• _DO THIS_: Reproduce all of the material below, substituting "label" for every instance of "tag" and leaving everything else unchanged.

• _MATERIAL SHOWN_:
>> START
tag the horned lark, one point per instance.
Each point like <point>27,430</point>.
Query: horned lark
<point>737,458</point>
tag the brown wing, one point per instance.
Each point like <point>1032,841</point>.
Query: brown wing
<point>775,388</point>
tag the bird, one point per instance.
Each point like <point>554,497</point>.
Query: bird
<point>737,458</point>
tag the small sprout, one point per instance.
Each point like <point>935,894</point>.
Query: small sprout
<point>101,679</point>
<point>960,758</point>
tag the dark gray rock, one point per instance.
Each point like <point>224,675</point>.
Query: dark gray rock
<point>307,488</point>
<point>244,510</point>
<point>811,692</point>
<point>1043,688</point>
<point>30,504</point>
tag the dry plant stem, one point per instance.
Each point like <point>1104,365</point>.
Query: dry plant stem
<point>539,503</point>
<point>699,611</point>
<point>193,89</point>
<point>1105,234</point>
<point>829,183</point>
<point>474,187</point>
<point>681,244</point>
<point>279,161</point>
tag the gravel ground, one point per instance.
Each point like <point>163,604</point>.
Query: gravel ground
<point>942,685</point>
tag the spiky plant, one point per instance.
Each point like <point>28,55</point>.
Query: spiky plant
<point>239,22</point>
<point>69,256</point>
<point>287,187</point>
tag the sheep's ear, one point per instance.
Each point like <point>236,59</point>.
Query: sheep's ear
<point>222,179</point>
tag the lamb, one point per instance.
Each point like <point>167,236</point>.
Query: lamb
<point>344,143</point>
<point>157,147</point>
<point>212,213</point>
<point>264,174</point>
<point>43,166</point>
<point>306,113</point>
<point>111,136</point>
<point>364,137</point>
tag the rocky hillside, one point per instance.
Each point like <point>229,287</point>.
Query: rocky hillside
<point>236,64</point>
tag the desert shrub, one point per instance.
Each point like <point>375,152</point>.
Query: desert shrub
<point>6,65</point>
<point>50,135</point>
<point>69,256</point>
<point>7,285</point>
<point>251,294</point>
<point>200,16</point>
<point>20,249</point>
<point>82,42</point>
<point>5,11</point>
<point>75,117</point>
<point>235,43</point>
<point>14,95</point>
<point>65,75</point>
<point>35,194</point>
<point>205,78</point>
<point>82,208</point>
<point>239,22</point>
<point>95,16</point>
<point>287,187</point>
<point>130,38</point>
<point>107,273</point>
>> END
• _CORRECT ANSWER_:
label the horned lark, one point per instance.
Each point like <point>27,430</point>.
Query: horned lark
<point>737,458</point>
label the brown wing, one point per instance.
Each point like <point>1032,841</point>.
Query: brown wing
<point>775,388</point>
label the bird, one point per instance.
Each point like <point>554,497</point>.
Query: bird
<point>737,458</point>
label the small sprout, one point per instance.
Each point like <point>935,894</point>.
Query: small sprout
<point>101,679</point>
<point>960,758</point>
label the dark gray rock, one point per instance.
Each point like <point>224,675</point>.
Query: dark gray rock
<point>307,488</point>
<point>244,510</point>
<point>811,692</point>
<point>1043,688</point>
<point>30,504</point>
label the dry plant stem, one point per instance.
Each point like <point>1104,365</point>.
Query: dry plant stem
<point>539,503</point>
<point>699,611</point>
<point>193,89</point>
<point>1105,234</point>
<point>829,183</point>
<point>474,187</point>
<point>681,244</point>
<point>279,161</point>
label the gravel ground, one point per instance.
Each point like <point>163,604</point>.
Query: gravel ground
<point>942,685</point>
label the spiky plant, one point per instance.
Each point like <point>28,55</point>.
Query: spiky plant
<point>239,22</point>
<point>69,256</point>
<point>287,187</point>
label the sheep's ear, one point per instance.
Each point like <point>236,59</point>.
Query: sheep's ear
<point>222,179</point>
label the lamb, one point per instance.
Each point like <point>167,236</point>.
Query: lamb
<point>344,143</point>
<point>157,147</point>
<point>212,213</point>
<point>264,174</point>
<point>43,166</point>
<point>306,113</point>
<point>111,136</point>
<point>364,137</point>
label the rocky hillside, one point per instance.
Each point like <point>229,287</point>.
Query: rocky hillside
<point>236,64</point>
label the desert shrub, one point per instance.
Each point like <point>375,152</point>.
Query: desert shrub
<point>6,65</point>
<point>50,135</point>
<point>69,256</point>
<point>7,285</point>
<point>251,294</point>
<point>200,16</point>
<point>20,249</point>
<point>82,42</point>
<point>5,11</point>
<point>75,117</point>
<point>235,43</point>
<point>14,95</point>
<point>65,75</point>
<point>35,194</point>
<point>205,78</point>
<point>82,208</point>
<point>239,22</point>
<point>95,16</point>
<point>287,187</point>
<point>130,38</point>
<point>107,273</point>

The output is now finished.